Reproduce the stretch of the guest-minister text from "permits you to" through "handle such situations.", swapping "envelopes" for "paychecks".

* Text
* Start *

I consider it a
huge privilege to be God’s mouthpiece on earth. I pretty much like that I have
to learn from Him and the capable others he has planted in my life while
passing on this knowledge to others as He wills.
Being His
mouthpiece means I have to travel, meet people, and go to places are like or
not like (yes sometimes you don’t feel like being somewhere). This exposes me to a whole lot of information
and helps me build valuable relationships.
I’ve been a guest
minister to many in the last twelve (12) years of my life. Pretty much since I was
a teenager. I’ll like to share with you a few things I believe young people
should never do when they are out as guest ministers.
1.
Don’t Isolate yourself from responsibilities
There
are times when the host might place you in their home or someone else’s rather
than a hotel. Most young people tend to cross their legs and wait for breakfast
in bed like the anointing would lift if they picked up a pin.
When
you’re placed in a home rather than a hotel, please take up responsibilities.
It
is okay to ask how you can help but hosts like to show respect so their
response would definitely be a no. However, I strongly suggest that you be
observant and figure out where and how you could be of help.
One
time I stayed in the home of a couple whose pastor had invited me for their
youth conference. I got up the next morning and began to sweep the house and was
about doing laundry for her kids (she didn’t let me do this one).
My
host was more than impressed she said, “Many young ministers have stayed here
but none have done this”.
Needless
to say, she loaded my wallet when I was about returning home; not to mention
the wonders Christ did at the meeting that evening.
Please
we are not to take up responsibilities because we want money. We are to do so
because we are good examples in character and anointing. #Winks
2.
Don’t
grumble about the honorarium
Having
to run a faith-based NGO, coupled with my personal needs, you sure can bet I know
how important money is.
However,
I’ll like to clarify something here. A fee
is a prefixed payment attached to the value/service one is giving while an honorarium is a payment given for
professional services that are rendered nominally
without charge1.
That been said, we
can tell that the difference between a fee and an honorarium is this;
honorarium is a willfully decided (by the host) payment or package (I hate to
call it a payment though) while a fee is a prefixed, predetermined (by the
speaker or singer) payment or package. I hope that isn’t too difficult to
understand.
If
you did not charge a fee to go minister at an event, please do not complain about
the honorarium. Take whatever they’ve given you with a happy heart and thank
them sincerely for it.
Please
do not count your honorarium in front of your host. It gives the impression
that your mind was on it all the while. I know we need money but we have to be
honourable about it.
Never
call your host to say, “Guy wetin be this now?”Una no try o”. Translated in
English, Guy what is this? This isn’t good enough.
This
is one truth we must know, it’s great to charge fees if the Lord “truly”
permits you to do so but if you wouldn’t, bear in mind that He takes care of
His own. Most times where you’re expecting to be paid from won’t be. He will
just use an entirely different or unrelated channel to meet your needs. So focus on the size of the task not the
size of envelopes.
NOTE: I’m
aware that some hosts can be terrifically unbelievable. They will invite you on
long distances and send you back with the sign of the cross at your expense.
Here is how I handle such situations.

* End *

* Data excerpt
* Start *

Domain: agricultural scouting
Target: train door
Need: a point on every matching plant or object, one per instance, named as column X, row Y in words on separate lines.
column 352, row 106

* End *

* Worked answer
permits you to do so but if you wouldn’t, bear in mind that He takes care of
His own. Most times where you’re expecting to be paid from won’t be. He will
just use an entirely different or unrelated channel to meet your needs. So focus on the size of the task not the
size of paychecks.
NOTE: I’m
aware that some hosts can be terrifically unbelievable. They will invite you on
long distances and send you back with the sign of the cross at your expense.
Here is how I handle such situations.